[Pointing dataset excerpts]

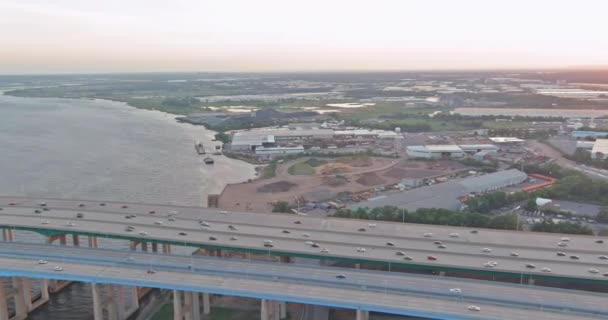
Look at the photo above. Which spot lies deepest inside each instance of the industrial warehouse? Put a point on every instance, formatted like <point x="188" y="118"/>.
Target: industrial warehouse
<point x="449" y="151"/>
<point x="285" y="141"/>
<point x="446" y="195"/>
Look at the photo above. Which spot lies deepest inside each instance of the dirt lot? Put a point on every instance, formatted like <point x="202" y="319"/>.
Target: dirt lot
<point x="354" y="176"/>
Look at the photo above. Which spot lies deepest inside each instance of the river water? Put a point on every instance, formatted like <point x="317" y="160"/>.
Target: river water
<point x="103" y="150"/>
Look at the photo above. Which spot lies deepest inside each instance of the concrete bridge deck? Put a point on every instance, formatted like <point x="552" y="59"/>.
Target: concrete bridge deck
<point x="339" y="236"/>
<point x="394" y="293"/>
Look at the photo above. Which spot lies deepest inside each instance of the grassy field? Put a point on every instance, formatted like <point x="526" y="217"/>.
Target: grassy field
<point x="217" y="313"/>
<point x="301" y="169"/>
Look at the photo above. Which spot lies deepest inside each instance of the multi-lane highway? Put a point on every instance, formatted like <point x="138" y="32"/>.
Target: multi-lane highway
<point x="369" y="290"/>
<point x="339" y="239"/>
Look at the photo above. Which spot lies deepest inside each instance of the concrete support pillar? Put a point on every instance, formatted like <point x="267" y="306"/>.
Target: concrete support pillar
<point x="177" y="305"/>
<point x="196" y="308"/>
<point x="3" y="302"/>
<point x="362" y="315"/>
<point x="269" y="310"/>
<point x="93" y="242"/>
<point x="44" y="290"/>
<point x="97" y="303"/>
<point x="20" y="305"/>
<point x="206" y="304"/>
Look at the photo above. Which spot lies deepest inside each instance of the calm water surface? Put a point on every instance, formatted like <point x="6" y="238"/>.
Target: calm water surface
<point x="97" y="149"/>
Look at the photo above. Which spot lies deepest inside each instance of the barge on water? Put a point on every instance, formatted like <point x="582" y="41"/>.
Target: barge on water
<point x="198" y="146"/>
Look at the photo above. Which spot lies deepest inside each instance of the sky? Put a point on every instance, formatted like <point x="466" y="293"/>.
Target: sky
<point x="83" y="36"/>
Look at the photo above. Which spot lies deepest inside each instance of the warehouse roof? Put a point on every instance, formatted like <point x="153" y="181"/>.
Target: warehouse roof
<point x="601" y="145"/>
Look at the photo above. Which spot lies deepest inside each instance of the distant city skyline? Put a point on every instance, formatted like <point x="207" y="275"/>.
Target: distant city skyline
<point x="72" y="36"/>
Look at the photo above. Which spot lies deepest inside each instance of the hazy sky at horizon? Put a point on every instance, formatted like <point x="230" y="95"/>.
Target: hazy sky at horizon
<point x="57" y="36"/>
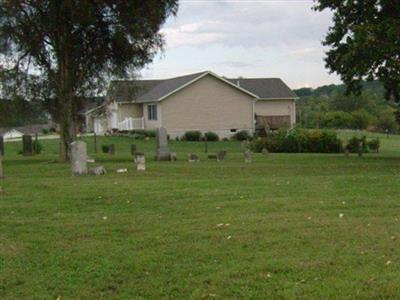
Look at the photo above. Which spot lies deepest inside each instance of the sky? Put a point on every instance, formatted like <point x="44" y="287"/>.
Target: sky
<point x="248" y="38"/>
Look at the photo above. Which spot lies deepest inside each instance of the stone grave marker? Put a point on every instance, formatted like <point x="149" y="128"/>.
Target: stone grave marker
<point x="1" y="167"/>
<point x="1" y="145"/>
<point x="79" y="158"/>
<point x="133" y="149"/>
<point x="27" y="145"/>
<point x="100" y="170"/>
<point x="163" y="153"/>
<point x="173" y="156"/>
<point x="111" y="149"/>
<point x="193" y="158"/>
<point x="140" y="160"/>
<point x="221" y="155"/>
<point x="247" y="156"/>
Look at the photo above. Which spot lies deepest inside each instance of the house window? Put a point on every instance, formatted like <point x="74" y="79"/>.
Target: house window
<point x="152" y="112"/>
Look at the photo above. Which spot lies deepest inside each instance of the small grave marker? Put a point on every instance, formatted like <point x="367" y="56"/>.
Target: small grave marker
<point x="193" y="158"/>
<point x="27" y="145"/>
<point x="221" y="155"/>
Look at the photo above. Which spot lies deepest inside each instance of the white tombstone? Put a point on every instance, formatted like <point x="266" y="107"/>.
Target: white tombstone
<point x="78" y="158"/>
<point x="140" y="160"/>
<point x="1" y="167"/>
<point x="162" y="145"/>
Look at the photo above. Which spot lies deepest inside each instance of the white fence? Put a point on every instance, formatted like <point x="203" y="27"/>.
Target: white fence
<point x="131" y="124"/>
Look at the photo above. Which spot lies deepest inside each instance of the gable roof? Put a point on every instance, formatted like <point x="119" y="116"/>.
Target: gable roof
<point x="156" y="90"/>
<point x="265" y="88"/>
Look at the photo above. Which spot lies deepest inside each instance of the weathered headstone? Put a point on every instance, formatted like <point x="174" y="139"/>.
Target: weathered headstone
<point x="100" y="170"/>
<point x="247" y="156"/>
<point x="163" y="153"/>
<point x="133" y="149"/>
<point x="111" y="149"/>
<point x="221" y="155"/>
<point x="140" y="160"/>
<point x="193" y="158"/>
<point x="173" y="156"/>
<point x="27" y="145"/>
<point x="1" y="145"/>
<point x="1" y="167"/>
<point x="79" y="158"/>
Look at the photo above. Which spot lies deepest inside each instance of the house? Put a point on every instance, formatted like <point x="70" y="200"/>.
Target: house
<point x="19" y="131"/>
<point x="203" y="101"/>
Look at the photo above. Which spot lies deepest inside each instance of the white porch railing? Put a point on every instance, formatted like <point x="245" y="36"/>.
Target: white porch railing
<point x="131" y="124"/>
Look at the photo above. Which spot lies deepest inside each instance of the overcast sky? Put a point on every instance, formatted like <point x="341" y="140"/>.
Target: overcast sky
<point x="249" y="38"/>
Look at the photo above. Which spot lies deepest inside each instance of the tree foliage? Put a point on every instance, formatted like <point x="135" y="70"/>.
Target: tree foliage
<point x="364" y="42"/>
<point x="77" y="45"/>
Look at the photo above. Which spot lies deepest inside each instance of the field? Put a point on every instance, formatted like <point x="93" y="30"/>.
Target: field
<point x="286" y="226"/>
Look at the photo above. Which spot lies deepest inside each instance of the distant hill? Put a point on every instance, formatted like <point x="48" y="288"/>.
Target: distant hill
<point x="327" y="90"/>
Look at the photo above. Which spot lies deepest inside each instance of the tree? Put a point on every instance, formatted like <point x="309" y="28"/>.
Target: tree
<point x="364" y="42"/>
<point x="76" y="45"/>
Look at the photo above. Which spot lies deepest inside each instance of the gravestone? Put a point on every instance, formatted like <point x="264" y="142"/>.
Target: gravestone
<point x="133" y="149"/>
<point x="163" y="153"/>
<point x="193" y="158"/>
<point x="27" y="145"/>
<point x="111" y="149"/>
<point x="221" y="155"/>
<point x="1" y="167"/>
<point x="1" y="145"/>
<point x="247" y="156"/>
<point x="78" y="158"/>
<point x="173" y="156"/>
<point x="140" y="160"/>
<point x="100" y="170"/>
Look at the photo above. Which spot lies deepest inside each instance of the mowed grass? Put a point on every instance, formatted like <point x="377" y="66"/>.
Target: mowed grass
<point x="158" y="234"/>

_SET EXERCISE_. From the material above, copy everything exactly but the pictures.

_RESPONSE TO THE TASK_.
Look at the photo above. Which spot lies deepest inside each instance of the industrial warehouse? Put a point on every instance, formatted like <point x="188" y="118"/>.
Target: industrial warehouse
<point x="449" y="151"/>
<point x="285" y="141"/>
<point x="446" y="195"/>
Look at the photo above. Which spot lies deepest inside each instance of the dirt lot? Put a point on every instance, formatted like <point x="202" y="319"/>.
Target: dirt lot
<point x="354" y="176"/>
Look at the photo above. Which spot lies deepest inside each instance of the river water? Put a point on every instance, formatted like <point x="317" y="160"/>.
Target: river water
<point x="103" y="150"/>
Look at the photo above. Which spot lies deepest inside each instance of the concrete bridge deck? Put a point on every instance, formatted like <point x="552" y="59"/>.
Target: concrete bridge deck
<point x="339" y="236"/>
<point x="394" y="293"/>
Look at the photo above. Which spot lies deepest inside each instance of the grassy field? Put a point on every instance, formatted like <point x="526" y="217"/>.
Target: grassy field
<point x="217" y="313"/>
<point x="301" y="169"/>
Look at the photo above. Which spot lies deepest inside each instance of the multi-lane highway? Put a point on every instance, formatted like <point x="138" y="32"/>.
Target: multi-lane highway
<point x="369" y="290"/>
<point x="339" y="239"/>
Look at the photo above. Which spot lies deepest inside each instance of the concrete support pillar? Put a point on every instance, formatted like <point x="267" y="306"/>.
Target: concrete support pillar
<point x="177" y="305"/>
<point x="196" y="308"/>
<point x="3" y="302"/>
<point x="362" y="315"/>
<point x="269" y="310"/>
<point x="93" y="242"/>
<point x="44" y="290"/>
<point x="97" y="303"/>
<point x="20" y="305"/>
<point x="206" y="304"/>
Look at the photo above. Which spot lies deepest inside each instance of the calm water surface? Put a point on every instance, formatted like <point x="6" y="238"/>.
Target: calm water surface
<point x="97" y="149"/>
Look at the photo above. Which spot lies deepest inside each instance of the barge on water? Put a point on every instance, formatted like <point x="582" y="41"/>.
Target: barge on water
<point x="198" y="146"/>
Look at the photo above. Which spot lies deepest inside each instance of the sky? Put a point on every instance, formatted like <point x="466" y="293"/>.
Target: sky
<point x="83" y="36"/>
Look at the photo above. Which spot lies deepest inside each instance of the warehouse roof? Put a point on every instance, formatted like <point x="153" y="181"/>.
Target: warehouse roof
<point x="601" y="145"/>
Look at the photo above. Which spot lies deepest inside each instance of the distant city skyline? Put a point on every instance, formatted like <point x="207" y="275"/>.
Target: distant city skyline
<point x="72" y="36"/>
Look at the photo above. Which spot lies deepest inside each instance of the hazy sky at horizon? Put a point on every instance, formatted like <point x="230" y="95"/>.
Target: hazy sky at horizon
<point x="57" y="36"/>
Look at the photo above. Which spot lies deepest inside each instance of the sky? Put a point on every instance, formatted like <point x="44" y="287"/>.
Target: sky
<point x="248" y="38"/>
Look at the photo above. Which spot lies deepest inside each instance of the stone grave marker? Put a point on every instance, formatted like <point x="149" y="128"/>.
Target: stone grave marker
<point x="1" y="167"/>
<point x="1" y="145"/>
<point x="79" y="158"/>
<point x="133" y="149"/>
<point x="27" y="145"/>
<point x="100" y="170"/>
<point x="163" y="153"/>
<point x="173" y="156"/>
<point x="111" y="149"/>
<point x="193" y="158"/>
<point x="140" y="160"/>
<point x="221" y="155"/>
<point x="247" y="156"/>
Look at the photo above. Which spot lies deepest inside each instance of the house window? Put a point on every instance, formatted like <point x="74" y="79"/>.
Target: house window
<point x="152" y="112"/>
Look at the photo above. Which spot lies deepest inside each instance of the small grave marker? Put a point on every instance, formatted like <point x="367" y="56"/>.
Target: small grave marker
<point x="193" y="158"/>
<point x="27" y="145"/>
<point x="221" y="155"/>
Look at the photo above. Which spot lies deepest inside each instance of the white tombstone? Put a point on every instance, formatted like <point x="266" y="107"/>.
Target: white tombstone
<point x="78" y="158"/>
<point x="140" y="160"/>
<point x="1" y="167"/>
<point x="162" y="145"/>
Look at the photo above. Which spot lies deepest inside each instance of the white fence? Put a point on every instance, formatted like <point x="203" y="27"/>.
Target: white fence
<point x="131" y="124"/>
Look at the photo above. Which spot lies deepest inside each instance of the gable roof? Put a point on every instance, formatted like <point x="119" y="116"/>.
Target: gable roof
<point x="156" y="90"/>
<point x="265" y="88"/>
Look at the photo above. Which spot lies deepest inside each instance of the weathered headstone? Put a point on every instance, formatted like <point x="174" y="139"/>.
Target: weathered headstone
<point x="100" y="170"/>
<point x="247" y="156"/>
<point x="163" y="153"/>
<point x="133" y="149"/>
<point x="111" y="149"/>
<point x="221" y="155"/>
<point x="140" y="160"/>
<point x="193" y="158"/>
<point x="173" y="156"/>
<point x="27" y="145"/>
<point x="1" y="145"/>
<point x="1" y="167"/>
<point x="79" y="158"/>
Look at the photo above. Which spot lies deepest inside each instance of the house? Put a point on every instance, formatted like <point x="70" y="200"/>.
Target: house
<point x="19" y="131"/>
<point x="203" y="101"/>
Look at the photo above. Which spot lies deepest inside each instance of the white porch railing? Put a point on every instance, formatted like <point x="245" y="36"/>.
Target: white porch railing
<point x="131" y="124"/>
Look at the photo above. Which spot lies deepest inside each instance of the overcast sky? Put a point on every instance, formatted like <point x="341" y="140"/>.
Target: overcast sky
<point x="249" y="38"/>
Look at the photo above. Which spot lies deepest inside each instance of the tree foliage? Put a point on every instance, formatted like <point x="135" y="70"/>.
Target: tree foliage
<point x="364" y="42"/>
<point x="77" y="45"/>
Look at the photo above. Which spot lies deepest inside each instance of the field? Put a point on every instance, formatted like <point x="93" y="30"/>.
Target: field
<point x="286" y="226"/>
Look at the photo above. Which spot lies deepest inside each instance of the distant hill? Put a point on every instance, formatted like <point x="48" y="288"/>.
Target: distant hill
<point x="327" y="90"/>
Look at the photo above. Which spot lies deepest inside each instance of the tree? Put a point on every instance, formatted like <point x="309" y="28"/>.
Target: tree
<point x="364" y="42"/>
<point x="76" y="45"/>
Look at the photo above. Which spot lies deepest inside each instance of the gravestone? Put a point on every instance, formatted like <point x="264" y="142"/>.
Target: gravestone
<point x="133" y="149"/>
<point x="163" y="153"/>
<point x="193" y="158"/>
<point x="27" y="145"/>
<point x="111" y="149"/>
<point x="221" y="155"/>
<point x="1" y="167"/>
<point x="1" y="145"/>
<point x="247" y="156"/>
<point x="78" y="158"/>
<point x="173" y="156"/>
<point x="140" y="160"/>
<point x="100" y="170"/>
Look at the photo above. Which spot lies deepest inside each instance of the mowed grass? Put a point on every instance, formatted like <point x="377" y="66"/>.
Target: mowed grass
<point x="158" y="234"/>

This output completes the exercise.